Passage shown —
==============================
Here’s what we’ve seen, what we’ve learned, and how we’ve responded.

On June 7, 2021, at the annual Worldwide Developers Conference (WWDC), Apple previewed a slew of new updates that included changes to its Intelligent Tracking Protocol (ITP) and Mail Privacy Protections (MPP), which began to rollout in September 2021.

While past changes had been primarily focused on tracking web and physical location of users, Apple’s shift to focus on email—particularly metrics driven by pixel-driven opens—was a significant expansion of the type of activity that Apple seeks to hide. Email marketers have relied heavily on open rates to track user interest, adhere to best practices. ESPs have also used OR's as a metric to help monitor and enforce network-level compliance standards.  

At the time, we made several predictions as to what this change would mean for email marketers. Let's see how we did. 

Prediction: Your email list will be affected, so don't only rely on open rates

The prediction for this rested on two factors:

  1. The percentage of your list that is opened in the Apple Mail app
  2. The percentage of those users who would choose to opt-in to Mail Privacy Protection

Because of the subtle tactics Apple took in the opt-in process, we predicted that “it’s best to assume that 100% of your Apple Mail users will select Mail Privacy Protection upon completing the update.”

Reality

As of August 2022, MPP has experienced about a 90% adoption rate.

What that means for you

Adoption has peaked, indicating nearly all Apple users have made their decision. Recent open rates can now act as the new stabilized benchmark.

In the graph below, the teal line represents iOS15. Right around Black Friday, iOS15 surpassed iOS14 in terms of adoption and has continued to rise after the holidays as new devices were either purchased or updated.

Graphical user interfaceDescription automatically generated

 

Prediction: Subject Line testing will be affected

“Unknown opens” will skew results for Subject Line (SL) tests, so it’s best to learn as much as you can before it takes effect.

Reality

SL testing is still a valid approach to optimization.

What that means for you

  • As long as audiences are chosen at random, MPP impact should be consistent across test groups
  • Subject line testing results are still valid based on observed datapoints from Epsilon’s native reporting

Prediction: Click rates will be a “better metric”

Unlike MPP making it appear that Apple Mail app users opened emails they really have not, the click rate is not the same—meaning MPP won’t make it appear that users clicked something they have not. Clicks won’t be falsely recorded, so they will remain a strong metric for performance evaluation.

Reality

Clicks have remained unaffected throughout the Apple MPP rollout.

What that means for you

As an industry, we need a new approach to measurement so we can look beyond opens and dig into more holistic forms of engagement measurement across the communication touchpoints, such as conversions, site or app visits and, of course, clicks.

Recommendation: Shift measurement to leverage click data as main source of true engagement indicators as it becomes the main trusted user action.

Prediction: Personalization by IP will be a challenge

Live content based on time-of-open, geolocation, IP and devices already a required a fall-back experience when support is limited. Apple’s MPP update would only exacerbate those challenges, leading to less accurate targeting, measurement and a poor customer experience.

Brands will need to adopt new means by which to track user behavior and serve targeted ads and emails—one that relies on first-party data and is privacy complaint.

Reality

We nailed the prediction. 

What that means for you

Email marketing has long been a consent-based channel, and yet, marketers could use other non-consensual (or loosely consensual) signals to personalize email communications.
==============================
Material —
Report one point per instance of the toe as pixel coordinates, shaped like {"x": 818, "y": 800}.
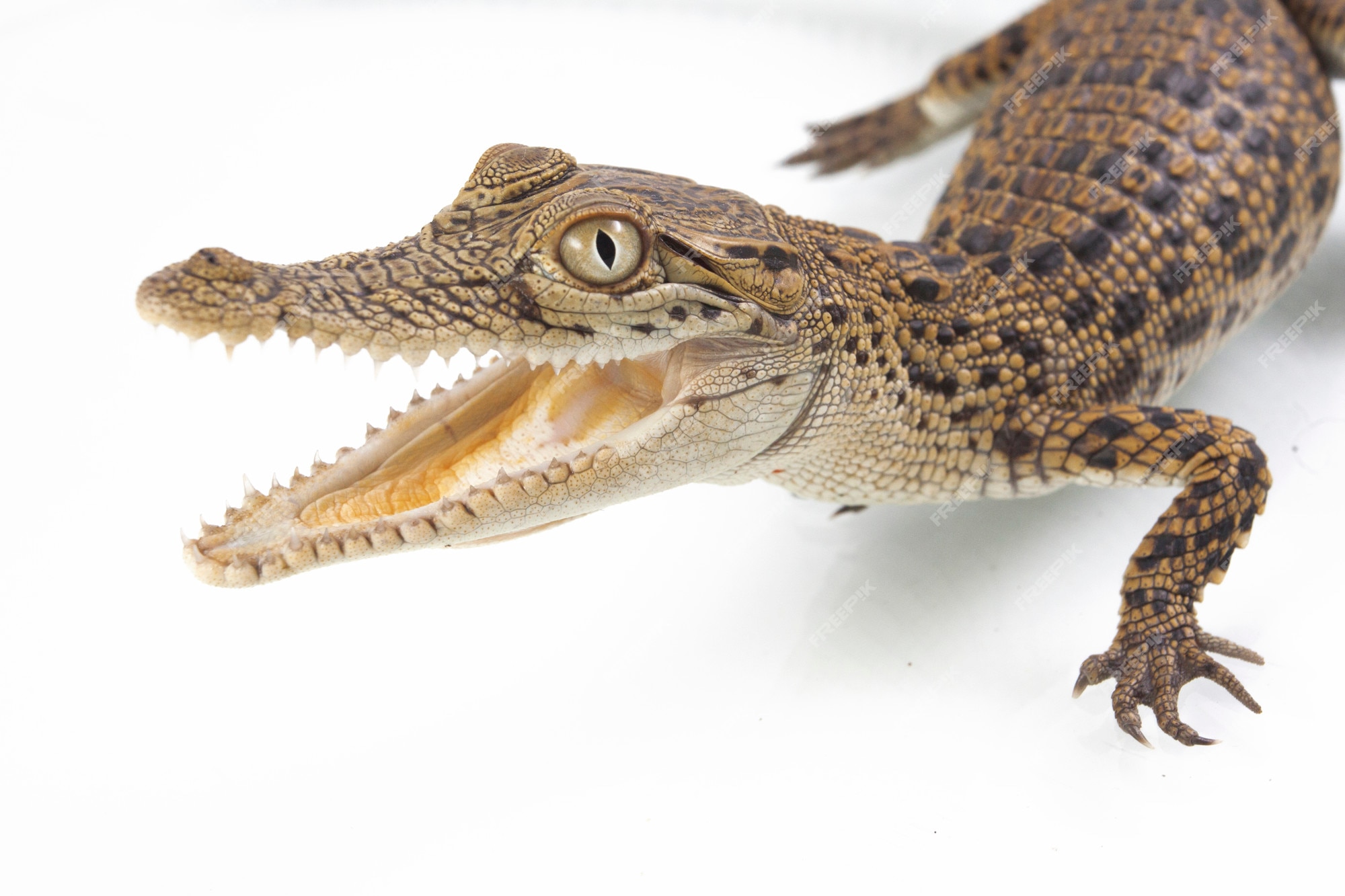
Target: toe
{"x": 1226, "y": 647}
==============================
Tasks to carry out —
(A) Copy out the Mail Privacy Protection article word for word, everything from "Because of the" down to "90% adoption rate.".
(B) According to the Mail Privacy Protection article, what adoption rate had MPP reached as of August 2022?

Results by task —
(A)
Because of the subtle tactics Apple took in the opt-in process, we predicted that “it’s best to assume that 100% of your Apple Mail users will select Mail Privacy Protection upon completing the update.”

Reality

As of August 2022, MPP has experienced about a 90% adoption rate.

(B) About 90%.